**PROBLEMS:**
• 1. Can you reproduce the stretch from "Doug Belshaw: [00:18:42]" through "talking about here." in the co-op transcript, word for word?
• 2. Which lines of the records contain the string "jacket"? Pull out each one in full, with matching case-sensitive.

**READING PASSAGE:**
——————
Doug Belshaw: [00:18:42] No, it really is. And the interesting thing there is that you get like a loyalty card for going to different shops like Tesco or Sainsbury’s or whatever, and that gets you points, but you’re just a consumer. Whereas with the co-op you own a little bit of it and you get to decide what to do with that money. Like you literally can vote in your community where some of the the proceeds are going, which is an important thing to do. Also another shop, which is John Lewis, which is a chain of large department stores in the UK. I don’t think they necessarily call themselves a co-op, but they are worker owned and operated, which is kind of the same thing in in what we’re talking about here.
——————
**ENTRIES PROVIDED:**
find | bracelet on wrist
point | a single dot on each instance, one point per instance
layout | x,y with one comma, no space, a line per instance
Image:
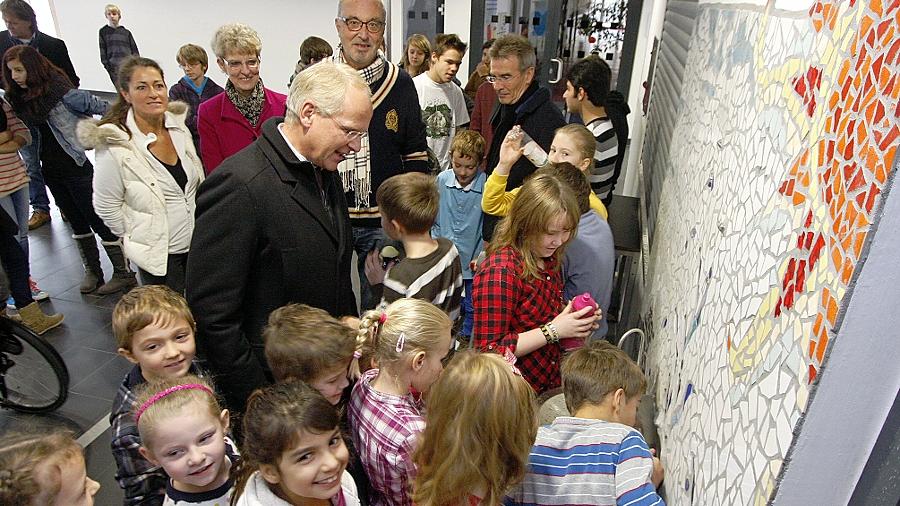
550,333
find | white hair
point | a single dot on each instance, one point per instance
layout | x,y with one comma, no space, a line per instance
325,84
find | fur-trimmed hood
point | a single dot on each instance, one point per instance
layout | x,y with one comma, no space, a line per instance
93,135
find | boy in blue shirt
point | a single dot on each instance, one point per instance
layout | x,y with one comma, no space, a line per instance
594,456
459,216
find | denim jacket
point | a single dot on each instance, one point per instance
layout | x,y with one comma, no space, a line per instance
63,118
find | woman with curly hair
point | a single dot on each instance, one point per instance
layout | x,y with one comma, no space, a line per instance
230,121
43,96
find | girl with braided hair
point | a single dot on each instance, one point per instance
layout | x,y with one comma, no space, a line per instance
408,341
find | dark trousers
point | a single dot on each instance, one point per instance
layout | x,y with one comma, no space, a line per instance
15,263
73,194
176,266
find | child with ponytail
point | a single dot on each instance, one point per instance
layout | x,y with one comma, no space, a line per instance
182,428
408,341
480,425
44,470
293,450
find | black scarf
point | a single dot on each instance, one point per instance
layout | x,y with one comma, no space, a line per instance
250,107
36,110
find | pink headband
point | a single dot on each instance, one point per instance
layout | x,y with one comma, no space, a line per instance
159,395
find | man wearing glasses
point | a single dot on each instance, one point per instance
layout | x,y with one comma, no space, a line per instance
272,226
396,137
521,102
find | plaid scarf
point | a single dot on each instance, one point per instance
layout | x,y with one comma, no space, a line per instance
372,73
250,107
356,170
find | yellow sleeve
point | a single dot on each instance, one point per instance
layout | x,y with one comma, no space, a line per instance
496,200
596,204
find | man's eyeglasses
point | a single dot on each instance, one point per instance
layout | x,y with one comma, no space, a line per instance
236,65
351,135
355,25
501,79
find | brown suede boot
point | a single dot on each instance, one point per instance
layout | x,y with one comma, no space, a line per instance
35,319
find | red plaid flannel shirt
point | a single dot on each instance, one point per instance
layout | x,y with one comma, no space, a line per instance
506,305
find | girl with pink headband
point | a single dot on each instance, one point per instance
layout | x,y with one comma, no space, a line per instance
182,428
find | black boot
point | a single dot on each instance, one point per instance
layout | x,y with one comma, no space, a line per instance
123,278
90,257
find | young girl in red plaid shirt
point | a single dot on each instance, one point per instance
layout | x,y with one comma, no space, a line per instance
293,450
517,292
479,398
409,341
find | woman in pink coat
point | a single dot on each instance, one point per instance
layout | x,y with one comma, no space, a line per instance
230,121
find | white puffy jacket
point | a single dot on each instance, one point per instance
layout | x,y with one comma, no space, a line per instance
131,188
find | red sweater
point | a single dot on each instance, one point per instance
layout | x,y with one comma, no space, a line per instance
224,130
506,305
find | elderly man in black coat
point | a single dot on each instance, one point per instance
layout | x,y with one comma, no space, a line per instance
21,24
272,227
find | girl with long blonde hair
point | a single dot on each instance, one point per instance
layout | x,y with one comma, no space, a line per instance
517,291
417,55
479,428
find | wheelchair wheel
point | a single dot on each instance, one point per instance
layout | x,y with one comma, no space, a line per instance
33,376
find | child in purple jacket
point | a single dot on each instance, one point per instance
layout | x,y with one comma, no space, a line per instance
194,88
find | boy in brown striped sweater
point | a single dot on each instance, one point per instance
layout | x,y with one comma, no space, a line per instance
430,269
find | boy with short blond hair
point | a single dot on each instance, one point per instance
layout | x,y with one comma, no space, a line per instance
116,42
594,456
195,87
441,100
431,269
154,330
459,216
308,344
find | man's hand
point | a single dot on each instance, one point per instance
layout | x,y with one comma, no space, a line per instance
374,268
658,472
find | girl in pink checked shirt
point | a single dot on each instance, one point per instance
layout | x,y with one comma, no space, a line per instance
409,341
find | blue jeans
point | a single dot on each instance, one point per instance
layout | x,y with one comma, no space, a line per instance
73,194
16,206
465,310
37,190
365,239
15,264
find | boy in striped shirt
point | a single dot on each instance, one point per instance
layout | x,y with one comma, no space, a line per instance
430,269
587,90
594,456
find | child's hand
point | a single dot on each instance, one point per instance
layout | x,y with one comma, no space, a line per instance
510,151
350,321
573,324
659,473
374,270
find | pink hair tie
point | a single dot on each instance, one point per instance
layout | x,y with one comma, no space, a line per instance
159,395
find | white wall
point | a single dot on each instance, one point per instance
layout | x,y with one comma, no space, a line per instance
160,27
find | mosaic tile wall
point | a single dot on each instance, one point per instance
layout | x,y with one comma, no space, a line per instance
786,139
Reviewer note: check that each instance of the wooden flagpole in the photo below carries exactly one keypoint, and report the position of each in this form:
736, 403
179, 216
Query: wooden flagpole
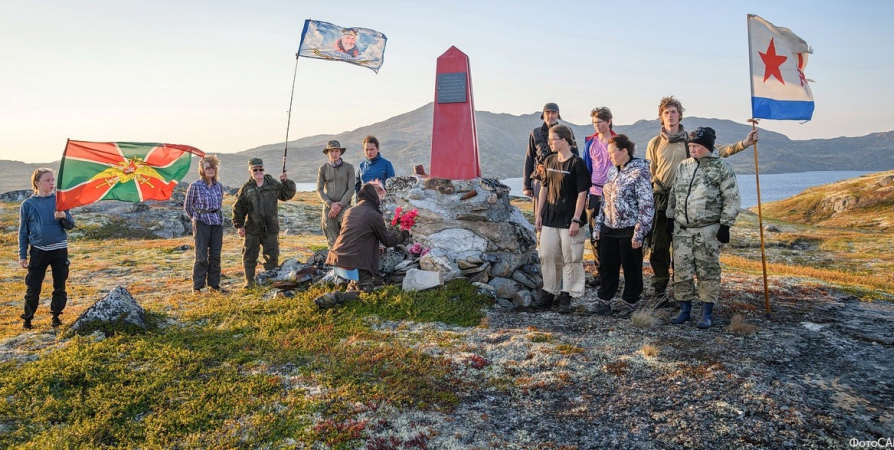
——————
**RESULTS FOR THE EXERCISE:**
• 1.
Doug Belshaw: [00:18:42] No, it really is. And the interesting thing there is that you get like a loyalty card for going to different shops like Tesco or Sainsbury’s or whatever, and that gets you points, but you’re just a consumer. Whereas with the co-op you own a little bit of it and you get to decide what to do with that money. Like you literally can vote in your community where some of the the proceeds are going, which is an important thing to do. Also another shop, which is John Lewis, which is a chain of large department stores in the UK. I don’t think they necessarily call themselves a co-op, but they are worker owned and operated, which is kind of the same thing in in what we’re talking about here.

• 2.
find | denim jacket
find | white puffy jacket
find | child in purple jacket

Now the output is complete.